--- Tasks to perform ---
- A) From the passage on atrial fibrillation, list every health problem Dr. Day says he had developed by age 44.
- B) Continue the passage on Dr. Day and atrial fibrillation from the point where it ends.

Dr. John Day is President-Elect of the Heart Rhythm Society (HRS, 2014-2015) and was program director for the Society’s 2014 Scientific Sessions in May of this year.
Atrial fibrillation (AF) is the most common abnormal heart rhythm, affecting ~2.3 million adults in the US. About 9% of people over the age of 80 are thought to have it. AF increases the risk for stroke fivefold.
Dr. Day caused a stir at the HRS conference by stating, “Does AF even need to happen?” He thinks it can be prevented by a change in diet (to predominantly plant-based) and lifestyle.
Is Atrial Fibrillation Necessary? The Most Important Study Presented at the Heart Rhythm Society 2014 Scientific Sessions, John M. Mandrola, MD, Medscape, 11 May 2014
During a session entitled “How to prevent and reverse AF,” Dr Day gave one of the most unusual talks I have ever heard at a medical meeting. He started with a personal confession:
“Until a few years ago, my life was about ablating AF, thousands of ablations, three per day. In the process of this, I didn’t give a whole lot of thought as to how the patient got AF or what was happening to my life.”
Next, as he showed images of his diet at the time—doughnuts, pizza, and soda—he told the audience:
“At age 44, my health had hit rock bottom. I was overweight. I had developed high blood pressure, high cholesterol, palpitations, insomnia, and even an autoimmune disease. And I was taking five medications. Something had to change.”
He described trying the usual diets and solutions, even the “gluten-free thing.” Not much happened. Then he got interested in the famous book The China Study:
“I became fascinated with some of these rural Chinese villages where people lived long lives, free of heart disease and cancer. I speak Chinese, and we visited these places multiple times.
What I learned has taken my life in a whole new direction.
My entire perspective of AF has changed from one of ablation to one of … does AF even need to happen?”
Let me remind you that Dr Day is about to lead the world’s most influential electrophysiology society.
Then he showed an incredibly professional four-minute video of a Chinese village. [I’ve embedded that video below.] Alongside rolling streams were smiling 100-year-old Chinese women. A calm female voice narrates …
“They have such a sense of peace about them.”

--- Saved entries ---
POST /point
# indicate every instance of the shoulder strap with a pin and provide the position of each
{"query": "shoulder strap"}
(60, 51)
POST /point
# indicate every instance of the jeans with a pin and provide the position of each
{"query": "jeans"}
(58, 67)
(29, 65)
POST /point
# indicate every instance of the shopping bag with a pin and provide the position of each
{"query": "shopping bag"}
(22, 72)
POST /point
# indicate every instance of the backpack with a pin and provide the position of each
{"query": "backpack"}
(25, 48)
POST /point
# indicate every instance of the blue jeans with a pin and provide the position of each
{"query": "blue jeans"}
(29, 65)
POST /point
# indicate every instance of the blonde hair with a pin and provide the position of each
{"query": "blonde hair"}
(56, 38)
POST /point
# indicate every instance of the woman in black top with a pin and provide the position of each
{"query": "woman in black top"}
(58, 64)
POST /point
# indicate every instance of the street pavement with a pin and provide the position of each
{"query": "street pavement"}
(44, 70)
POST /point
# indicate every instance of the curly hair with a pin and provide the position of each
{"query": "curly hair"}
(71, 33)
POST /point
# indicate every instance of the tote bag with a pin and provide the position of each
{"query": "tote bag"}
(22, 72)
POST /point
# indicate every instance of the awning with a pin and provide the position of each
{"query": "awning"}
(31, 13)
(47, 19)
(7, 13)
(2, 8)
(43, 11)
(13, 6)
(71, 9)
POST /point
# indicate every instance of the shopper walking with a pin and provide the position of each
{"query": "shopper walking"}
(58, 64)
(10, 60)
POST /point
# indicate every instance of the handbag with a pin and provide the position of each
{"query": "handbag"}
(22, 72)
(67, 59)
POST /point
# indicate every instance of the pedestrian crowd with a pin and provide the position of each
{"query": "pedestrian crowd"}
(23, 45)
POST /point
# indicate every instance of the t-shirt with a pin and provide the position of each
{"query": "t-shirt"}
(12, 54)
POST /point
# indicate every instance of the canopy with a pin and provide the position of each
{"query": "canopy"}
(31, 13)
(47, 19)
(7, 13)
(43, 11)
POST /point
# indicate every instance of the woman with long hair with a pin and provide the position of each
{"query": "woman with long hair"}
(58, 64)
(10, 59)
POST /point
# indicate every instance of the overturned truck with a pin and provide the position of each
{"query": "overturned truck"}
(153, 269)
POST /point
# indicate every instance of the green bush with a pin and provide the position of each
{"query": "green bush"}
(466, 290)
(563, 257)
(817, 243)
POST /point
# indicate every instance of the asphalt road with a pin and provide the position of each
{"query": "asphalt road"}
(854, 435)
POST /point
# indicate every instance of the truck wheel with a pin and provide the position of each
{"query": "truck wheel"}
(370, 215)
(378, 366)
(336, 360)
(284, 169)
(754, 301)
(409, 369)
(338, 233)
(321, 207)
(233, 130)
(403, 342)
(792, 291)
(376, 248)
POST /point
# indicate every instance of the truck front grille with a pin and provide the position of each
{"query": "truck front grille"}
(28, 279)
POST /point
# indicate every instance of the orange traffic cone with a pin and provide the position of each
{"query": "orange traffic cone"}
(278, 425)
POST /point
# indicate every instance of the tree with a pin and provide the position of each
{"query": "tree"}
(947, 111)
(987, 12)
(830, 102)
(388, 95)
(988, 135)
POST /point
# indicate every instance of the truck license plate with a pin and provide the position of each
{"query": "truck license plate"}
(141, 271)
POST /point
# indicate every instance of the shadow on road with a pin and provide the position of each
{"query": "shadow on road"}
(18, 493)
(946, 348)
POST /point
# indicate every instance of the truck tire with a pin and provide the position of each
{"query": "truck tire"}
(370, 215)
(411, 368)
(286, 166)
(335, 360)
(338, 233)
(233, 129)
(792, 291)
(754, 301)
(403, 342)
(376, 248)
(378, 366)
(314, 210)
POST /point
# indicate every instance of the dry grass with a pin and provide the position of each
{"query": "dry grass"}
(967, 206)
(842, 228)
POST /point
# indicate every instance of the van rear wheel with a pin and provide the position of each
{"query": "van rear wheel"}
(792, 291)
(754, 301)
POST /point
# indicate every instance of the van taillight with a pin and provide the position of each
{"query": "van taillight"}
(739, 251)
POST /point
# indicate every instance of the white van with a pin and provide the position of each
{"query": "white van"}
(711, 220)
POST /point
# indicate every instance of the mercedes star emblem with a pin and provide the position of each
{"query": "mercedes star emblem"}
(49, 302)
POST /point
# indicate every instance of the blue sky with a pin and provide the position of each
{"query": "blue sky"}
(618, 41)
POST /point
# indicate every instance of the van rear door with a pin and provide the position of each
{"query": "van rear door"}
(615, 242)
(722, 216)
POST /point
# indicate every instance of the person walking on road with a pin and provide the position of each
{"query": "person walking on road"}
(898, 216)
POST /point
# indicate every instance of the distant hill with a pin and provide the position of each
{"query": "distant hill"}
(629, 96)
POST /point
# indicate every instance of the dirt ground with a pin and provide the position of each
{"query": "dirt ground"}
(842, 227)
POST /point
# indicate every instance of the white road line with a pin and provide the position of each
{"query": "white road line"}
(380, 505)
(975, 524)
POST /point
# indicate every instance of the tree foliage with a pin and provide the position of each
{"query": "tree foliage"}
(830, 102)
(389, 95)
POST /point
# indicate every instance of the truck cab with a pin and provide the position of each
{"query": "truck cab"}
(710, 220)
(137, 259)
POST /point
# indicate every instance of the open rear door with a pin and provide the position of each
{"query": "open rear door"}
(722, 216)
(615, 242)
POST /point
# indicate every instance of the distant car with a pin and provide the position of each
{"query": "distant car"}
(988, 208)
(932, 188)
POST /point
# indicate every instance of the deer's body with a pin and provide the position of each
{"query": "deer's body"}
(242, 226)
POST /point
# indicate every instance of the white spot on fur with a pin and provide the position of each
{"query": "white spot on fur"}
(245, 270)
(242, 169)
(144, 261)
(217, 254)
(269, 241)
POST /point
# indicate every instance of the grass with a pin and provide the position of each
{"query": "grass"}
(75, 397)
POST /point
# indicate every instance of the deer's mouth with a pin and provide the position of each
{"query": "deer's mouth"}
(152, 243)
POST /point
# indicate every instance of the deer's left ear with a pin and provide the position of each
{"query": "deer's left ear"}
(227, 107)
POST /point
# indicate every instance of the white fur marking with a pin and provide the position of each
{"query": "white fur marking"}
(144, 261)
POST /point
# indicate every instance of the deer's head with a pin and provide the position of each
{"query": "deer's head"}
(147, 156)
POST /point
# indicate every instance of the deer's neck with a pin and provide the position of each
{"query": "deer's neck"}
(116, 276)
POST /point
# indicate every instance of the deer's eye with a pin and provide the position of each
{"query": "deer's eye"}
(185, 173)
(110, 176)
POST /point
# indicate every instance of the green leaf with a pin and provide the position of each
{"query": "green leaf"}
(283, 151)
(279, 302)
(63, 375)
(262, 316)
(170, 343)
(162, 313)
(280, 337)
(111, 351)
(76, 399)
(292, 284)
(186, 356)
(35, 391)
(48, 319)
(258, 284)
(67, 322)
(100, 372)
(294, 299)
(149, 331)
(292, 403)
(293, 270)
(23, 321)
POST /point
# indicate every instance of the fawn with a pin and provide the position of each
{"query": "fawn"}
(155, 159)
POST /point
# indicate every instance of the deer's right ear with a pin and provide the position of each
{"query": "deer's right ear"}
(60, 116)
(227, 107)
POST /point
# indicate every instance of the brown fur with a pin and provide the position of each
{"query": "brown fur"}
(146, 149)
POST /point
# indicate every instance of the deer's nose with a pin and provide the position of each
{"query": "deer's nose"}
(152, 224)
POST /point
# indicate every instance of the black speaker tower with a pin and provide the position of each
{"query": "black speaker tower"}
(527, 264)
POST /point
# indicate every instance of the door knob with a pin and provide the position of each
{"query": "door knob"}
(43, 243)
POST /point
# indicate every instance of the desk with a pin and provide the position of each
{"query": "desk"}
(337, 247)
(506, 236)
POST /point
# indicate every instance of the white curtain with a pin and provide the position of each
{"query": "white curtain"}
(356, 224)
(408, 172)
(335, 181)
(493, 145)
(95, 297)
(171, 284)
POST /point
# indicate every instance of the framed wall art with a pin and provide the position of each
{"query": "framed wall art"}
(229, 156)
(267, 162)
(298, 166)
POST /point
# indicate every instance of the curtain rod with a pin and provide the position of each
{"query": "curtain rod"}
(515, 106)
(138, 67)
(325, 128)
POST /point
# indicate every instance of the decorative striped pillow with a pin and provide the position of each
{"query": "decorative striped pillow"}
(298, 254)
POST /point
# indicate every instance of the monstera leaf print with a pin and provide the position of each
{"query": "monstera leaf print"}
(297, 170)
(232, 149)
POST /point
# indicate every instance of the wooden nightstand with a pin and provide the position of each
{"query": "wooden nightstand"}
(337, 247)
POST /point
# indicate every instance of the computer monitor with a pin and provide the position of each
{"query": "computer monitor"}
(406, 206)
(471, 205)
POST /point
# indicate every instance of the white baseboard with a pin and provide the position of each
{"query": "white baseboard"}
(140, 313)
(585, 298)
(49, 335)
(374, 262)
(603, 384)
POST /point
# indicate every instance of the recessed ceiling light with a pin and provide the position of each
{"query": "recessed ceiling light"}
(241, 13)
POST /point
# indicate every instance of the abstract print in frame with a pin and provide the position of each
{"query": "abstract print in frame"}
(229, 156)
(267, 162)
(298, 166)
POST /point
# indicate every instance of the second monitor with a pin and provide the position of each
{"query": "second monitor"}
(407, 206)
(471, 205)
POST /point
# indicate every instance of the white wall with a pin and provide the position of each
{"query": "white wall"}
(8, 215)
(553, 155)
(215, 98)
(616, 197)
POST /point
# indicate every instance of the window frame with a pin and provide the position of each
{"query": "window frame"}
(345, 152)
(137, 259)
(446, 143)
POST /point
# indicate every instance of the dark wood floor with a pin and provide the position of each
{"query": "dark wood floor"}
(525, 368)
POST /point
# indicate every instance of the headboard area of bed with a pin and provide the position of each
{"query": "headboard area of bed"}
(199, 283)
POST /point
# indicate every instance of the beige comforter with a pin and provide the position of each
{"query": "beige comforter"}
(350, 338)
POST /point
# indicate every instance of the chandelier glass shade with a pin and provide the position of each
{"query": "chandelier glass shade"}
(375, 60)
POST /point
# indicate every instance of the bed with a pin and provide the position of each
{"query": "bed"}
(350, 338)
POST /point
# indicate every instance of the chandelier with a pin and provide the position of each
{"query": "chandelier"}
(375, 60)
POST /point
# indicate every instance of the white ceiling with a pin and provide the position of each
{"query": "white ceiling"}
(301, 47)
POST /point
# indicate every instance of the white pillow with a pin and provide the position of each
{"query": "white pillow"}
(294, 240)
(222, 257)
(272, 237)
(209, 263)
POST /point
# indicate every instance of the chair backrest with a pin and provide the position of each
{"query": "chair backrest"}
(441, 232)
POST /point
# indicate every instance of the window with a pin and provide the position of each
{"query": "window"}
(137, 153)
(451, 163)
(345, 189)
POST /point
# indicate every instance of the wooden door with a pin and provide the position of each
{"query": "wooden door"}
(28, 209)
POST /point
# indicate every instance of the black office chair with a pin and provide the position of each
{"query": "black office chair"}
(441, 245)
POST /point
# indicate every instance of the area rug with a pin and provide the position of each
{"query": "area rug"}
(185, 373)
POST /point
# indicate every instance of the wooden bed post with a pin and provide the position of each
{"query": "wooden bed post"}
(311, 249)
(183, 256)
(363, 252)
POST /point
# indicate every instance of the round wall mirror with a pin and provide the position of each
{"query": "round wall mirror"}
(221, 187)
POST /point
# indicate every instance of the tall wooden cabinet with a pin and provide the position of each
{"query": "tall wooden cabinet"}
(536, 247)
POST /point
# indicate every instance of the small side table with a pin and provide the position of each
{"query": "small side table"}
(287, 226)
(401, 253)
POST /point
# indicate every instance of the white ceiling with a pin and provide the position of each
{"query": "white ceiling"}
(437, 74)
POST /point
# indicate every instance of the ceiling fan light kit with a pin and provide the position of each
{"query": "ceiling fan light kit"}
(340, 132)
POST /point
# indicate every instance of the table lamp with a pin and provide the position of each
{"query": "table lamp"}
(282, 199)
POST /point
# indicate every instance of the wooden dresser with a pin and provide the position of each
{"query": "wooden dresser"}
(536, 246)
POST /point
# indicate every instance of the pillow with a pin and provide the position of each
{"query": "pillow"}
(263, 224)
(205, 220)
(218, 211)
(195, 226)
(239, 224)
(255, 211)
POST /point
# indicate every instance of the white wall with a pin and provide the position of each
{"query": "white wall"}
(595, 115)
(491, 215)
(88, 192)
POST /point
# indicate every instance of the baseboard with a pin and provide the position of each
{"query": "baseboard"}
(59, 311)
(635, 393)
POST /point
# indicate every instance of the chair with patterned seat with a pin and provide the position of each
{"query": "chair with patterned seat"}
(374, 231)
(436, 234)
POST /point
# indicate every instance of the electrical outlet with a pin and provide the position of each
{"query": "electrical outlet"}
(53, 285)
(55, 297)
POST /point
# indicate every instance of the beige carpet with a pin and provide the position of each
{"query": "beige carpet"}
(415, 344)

--- Per-task answers ---
- A)
- Being overweight
- High blood pressure
- High cholesterol
- Palpitations
- Insomnia
- An autoimmune disease

- B)
Then this, in Dr Day’s voice:
“Whether you are 40, or 50, or 60, or 70, it’s never too late to make changes.”
The video stops, but Dr. Day continues:
“I began to slow down. I started looking at the big picture, eating real food, sleeping. My extra weight came off without trying; my cholesterol fell nearly 100 points; my BP dropped 30 to 40 points and my CRP went below 1.
“I now take no medications. I feel good.”
In an interview with me the next day, Dr Day said he thinks (in most cases) AF may be unnecessary.
Dr. Day is writing a book about his experiences in rural China. In the video below, he documents some of those experiences. I love the interviews at the end where people who have obviously lived long lives say they are happy and do appear to be happy. There are aspects to life in a rural Chinese village that just don’t translate to life in a big American city. We live and work by the clock, in climate-controlled buildings. We eat industrially-produced food. But I think there are still lessons here. In calling this a trailer, it sounds like Dr. Day has a documentary up his sleeve. I hope so!
The American College of Cardiology1 and the Heart Rhythm Society are not wacky, fringe groups. They are mainstream medical establishments. And their upcoming Presidents have respectively come out in favor of plant-based diets. Not low-carb diets, not Paleo diets, not even the diets recommended by the American Heart Association or the American Diabetes Association. These respected, credentialed physicians are advising the consumption of plants. I’m beside myself.